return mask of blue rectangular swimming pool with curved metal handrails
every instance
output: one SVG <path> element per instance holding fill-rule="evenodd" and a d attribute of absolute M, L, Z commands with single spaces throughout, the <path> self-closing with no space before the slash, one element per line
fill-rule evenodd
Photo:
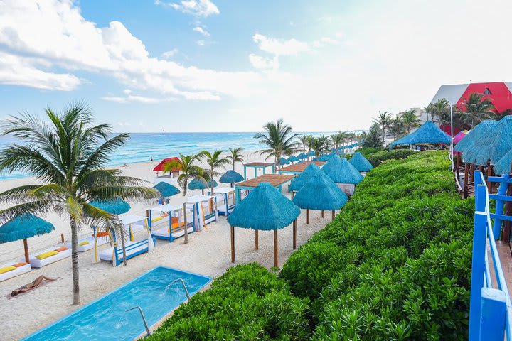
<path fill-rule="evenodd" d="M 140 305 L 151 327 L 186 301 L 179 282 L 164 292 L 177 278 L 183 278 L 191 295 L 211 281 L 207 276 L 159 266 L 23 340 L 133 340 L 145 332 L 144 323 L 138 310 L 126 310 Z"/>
__________________________________________________
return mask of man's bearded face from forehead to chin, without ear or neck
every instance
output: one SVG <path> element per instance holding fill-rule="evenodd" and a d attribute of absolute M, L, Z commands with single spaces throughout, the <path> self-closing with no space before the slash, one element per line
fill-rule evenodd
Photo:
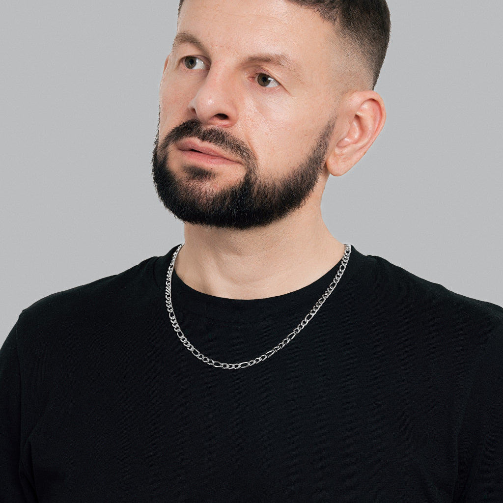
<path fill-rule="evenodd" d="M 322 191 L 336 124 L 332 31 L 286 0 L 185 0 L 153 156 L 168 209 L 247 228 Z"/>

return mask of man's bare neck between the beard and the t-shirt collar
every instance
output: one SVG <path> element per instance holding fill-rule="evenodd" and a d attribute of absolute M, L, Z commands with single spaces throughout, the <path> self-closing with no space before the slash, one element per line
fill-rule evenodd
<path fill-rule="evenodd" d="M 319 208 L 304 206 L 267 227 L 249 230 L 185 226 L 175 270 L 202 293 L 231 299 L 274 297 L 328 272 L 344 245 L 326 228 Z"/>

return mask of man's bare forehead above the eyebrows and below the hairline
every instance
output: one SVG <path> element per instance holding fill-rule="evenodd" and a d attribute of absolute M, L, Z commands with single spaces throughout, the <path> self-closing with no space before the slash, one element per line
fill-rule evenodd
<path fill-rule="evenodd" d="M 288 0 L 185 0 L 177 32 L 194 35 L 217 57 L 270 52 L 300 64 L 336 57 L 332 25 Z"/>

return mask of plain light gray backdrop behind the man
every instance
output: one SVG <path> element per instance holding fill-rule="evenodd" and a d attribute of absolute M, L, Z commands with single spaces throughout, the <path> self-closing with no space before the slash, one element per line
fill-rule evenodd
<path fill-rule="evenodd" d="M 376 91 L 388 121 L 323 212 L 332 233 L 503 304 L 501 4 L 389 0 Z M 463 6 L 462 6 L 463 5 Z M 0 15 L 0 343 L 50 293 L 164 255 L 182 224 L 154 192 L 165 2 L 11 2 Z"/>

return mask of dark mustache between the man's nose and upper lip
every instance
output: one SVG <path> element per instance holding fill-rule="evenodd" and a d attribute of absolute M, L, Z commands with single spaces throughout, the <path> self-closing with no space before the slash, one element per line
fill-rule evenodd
__________________________________________________
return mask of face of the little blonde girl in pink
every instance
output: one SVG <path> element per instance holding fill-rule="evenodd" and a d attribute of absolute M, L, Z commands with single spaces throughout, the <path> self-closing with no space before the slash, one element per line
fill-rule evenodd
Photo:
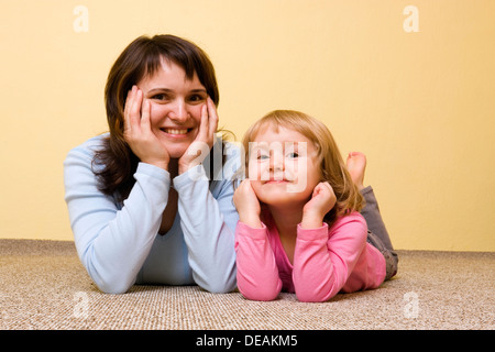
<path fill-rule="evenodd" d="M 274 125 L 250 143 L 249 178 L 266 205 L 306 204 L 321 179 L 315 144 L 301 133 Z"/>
__________________________________________________
• [TASK]:
What lines in the material above hold the string "forehead"? List them.

• [ANSWER BOX]:
return mask of man's bearded face from forehead to chin, without ear or neck
return mask of man's bare forehead above the eyebrows and below the hairline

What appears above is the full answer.